Stated goal a: Quote the rows exactly, from the line containing "[segment] power line;" through the last line of the rows, with both ends included.

Coder Social home page Coder Social logo

flapjackfeeder's Introduction

Flapjack Flapjack

Build Status

Flapjack is a flexible monitoring notification routing system that handles:

  • Alert routing (determining who should receive alerts based on interest, time of day, scheduled maintenance, etc)
  • Alert summarisation (with per-user, per media summary thresholds)
  • Your standard operational tasks (setting scheduled maintenance, acknowledgements, etc)

Flapjack will be immediately useful to you if:

  • You want to identify failures faster by rolling up your alerts across multiple monitoring systems.
  • You monitor infrastructures that have multiple teams responsible for keeping them up.
  • Your monitoring infrastructure is multitenant, and each customer has a bespoke alerting strategy.
  • You want to dip your toe in the water and try alternative check execution engines like Sensu, Icinga, or cron in parallel to Nagios.

Records excerpted from a collection:
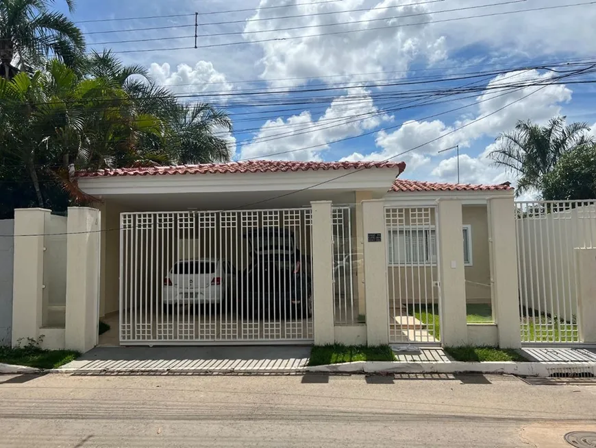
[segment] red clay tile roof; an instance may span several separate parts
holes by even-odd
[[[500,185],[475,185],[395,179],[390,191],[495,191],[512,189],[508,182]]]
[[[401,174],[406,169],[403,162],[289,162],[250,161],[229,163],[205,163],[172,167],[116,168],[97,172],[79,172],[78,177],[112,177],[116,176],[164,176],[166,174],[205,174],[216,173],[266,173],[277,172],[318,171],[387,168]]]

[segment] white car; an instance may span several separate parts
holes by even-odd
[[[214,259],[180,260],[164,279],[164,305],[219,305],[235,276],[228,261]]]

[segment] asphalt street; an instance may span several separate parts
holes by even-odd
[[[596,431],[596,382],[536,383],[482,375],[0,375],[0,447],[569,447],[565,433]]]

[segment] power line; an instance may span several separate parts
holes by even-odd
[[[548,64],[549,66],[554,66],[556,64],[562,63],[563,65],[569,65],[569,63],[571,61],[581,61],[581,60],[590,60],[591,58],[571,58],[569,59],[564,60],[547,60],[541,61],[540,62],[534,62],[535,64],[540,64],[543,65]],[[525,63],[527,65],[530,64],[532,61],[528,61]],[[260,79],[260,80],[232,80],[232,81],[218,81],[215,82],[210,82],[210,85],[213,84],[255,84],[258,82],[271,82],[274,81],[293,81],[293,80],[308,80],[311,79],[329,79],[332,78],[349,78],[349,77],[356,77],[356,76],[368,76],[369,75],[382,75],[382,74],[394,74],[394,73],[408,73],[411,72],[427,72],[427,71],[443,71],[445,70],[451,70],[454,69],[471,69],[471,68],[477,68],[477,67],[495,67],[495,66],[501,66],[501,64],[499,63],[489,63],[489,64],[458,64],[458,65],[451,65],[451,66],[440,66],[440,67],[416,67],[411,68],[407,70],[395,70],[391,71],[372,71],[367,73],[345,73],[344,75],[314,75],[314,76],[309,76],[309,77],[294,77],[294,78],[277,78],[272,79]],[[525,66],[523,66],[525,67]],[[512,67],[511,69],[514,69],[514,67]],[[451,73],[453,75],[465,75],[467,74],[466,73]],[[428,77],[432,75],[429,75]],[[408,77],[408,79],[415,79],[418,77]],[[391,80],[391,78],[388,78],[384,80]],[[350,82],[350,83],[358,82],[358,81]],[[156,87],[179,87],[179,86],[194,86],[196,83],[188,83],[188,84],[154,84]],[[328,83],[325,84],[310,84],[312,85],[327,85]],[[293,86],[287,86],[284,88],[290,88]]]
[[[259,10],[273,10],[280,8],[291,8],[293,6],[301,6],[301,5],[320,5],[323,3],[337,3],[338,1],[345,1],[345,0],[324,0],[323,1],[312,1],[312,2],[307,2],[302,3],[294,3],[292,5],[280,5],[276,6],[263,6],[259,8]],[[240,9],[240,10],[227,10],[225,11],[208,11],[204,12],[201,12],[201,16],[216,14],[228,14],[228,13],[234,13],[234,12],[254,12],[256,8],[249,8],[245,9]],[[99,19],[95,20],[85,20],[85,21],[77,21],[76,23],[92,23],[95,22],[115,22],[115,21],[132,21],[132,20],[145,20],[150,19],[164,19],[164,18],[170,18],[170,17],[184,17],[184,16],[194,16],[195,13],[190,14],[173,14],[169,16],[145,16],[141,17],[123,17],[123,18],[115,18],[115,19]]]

Stated goal b: Print the part of the Flapjack description from "Build Status" through "scheduled maintenance, etc)", inclusive, without changing anything.

Task output a:
[segment] power line; an instance may span several separate parts
holes by even-odd
[[[548,64],[549,66],[554,66],[556,64],[562,63],[563,65],[569,65],[569,63],[571,61],[581,61],[581,60],[590,60],[591,58],[571,58],[569,59],[564,60],[547,60],[541,61],[540,62],[534,62],[535,64],[540,64],[543,65]],[[525,63],[527,65],[530,64],[532,61],[528,61]],[[260,79],[260,80],[232,80],[232,81],[218,81],[215,82],[210,82],[210,85],[213,84],[255,84],[258,82],[271,82],[274,81],[293,81],[293,80],[308,80],[311,79],[329,79],[332,78],[349,78],[349,77],[356,77],[356,76],[368,76],[369,75],[382,75],[382,74],[394,74],[394,73],[408,73],[411,72],[427,72],[427,71],[443,71],[445,70],[451,70],[454,69],[471,69],[471,68],[477,68],[477,67],[495,67],[495,66],[501,66],[501,64],[499,63],[489,63],[489,64],[458,64],[458,65],[451,65],[451,66],[440,66],[440,67],[416,67],[411,68],[407,70],[395,70],[391,71],[372,71],[367,73],[345,73],[344,75],[314,75],[314,76],[309,76],[309,77],[294,77],[294,78],[277,78],[272,79]],[[525,66],[523,66],[525,67]],[[512,67],[511,69],[514,69],[514,67]],[[451,73],[453,75],[465,75],[467,74],[466,73]],[[428,77],[432,75],[429,75]],[[408,77],[408,79],[415,79],[418,77]],[[391,80],[391,78],[388,78],[384,80]],[[350,82],[350,83],[358,82],[358,81]],[[156,87],[179,87],[179,86],[194,86],[196,83],[188,83],[188,84],[154,84]],[[328,83],[325,84],[310,84],[312,85],[327,85]],[[293,86],[287,86],[284,88],[290,88]]]
[[[259,10],[273,10],[280,8],[291,8],[293,6],[301,6],[301,5],[320,5],[323,3],[337,3],[338,1],[345,1],[345,0],[324,0],[323,1],[312,1],[312,2],[307,2],[302,3],[294,3],[292,5],[280,5],[276,6],[263,6],[259,8]],[[240,9],[240,10],[227,10],[225,11],[208,11],[204,12],[201,12],[201,16],[216,14],[228,14],[228,13],[234,13],[234,12],[254,12],[256,8],[249,8],[245,9]],[[99,19],[95,20],[85,20],[85,21],[77,21],[76,23],[92,23],[95,22],[115,22],[115,21],[132,21],[132,20],[145,20],[150,19],[164,19],[164,18],[170,18],[170,17],[184,17],[184,16],[194,16],[195,13],[190,14],[173,14],[169,16],[145,16],[141,17],[123,17],[123,18],[115,18],[115,19]]]

Task output b:
Build Status

Flapjack is a flexible monitoring notification routing system that handles:

  • Alert routing (determining who should receive alerts based on interest, time of day, scheduled maintenance, etc)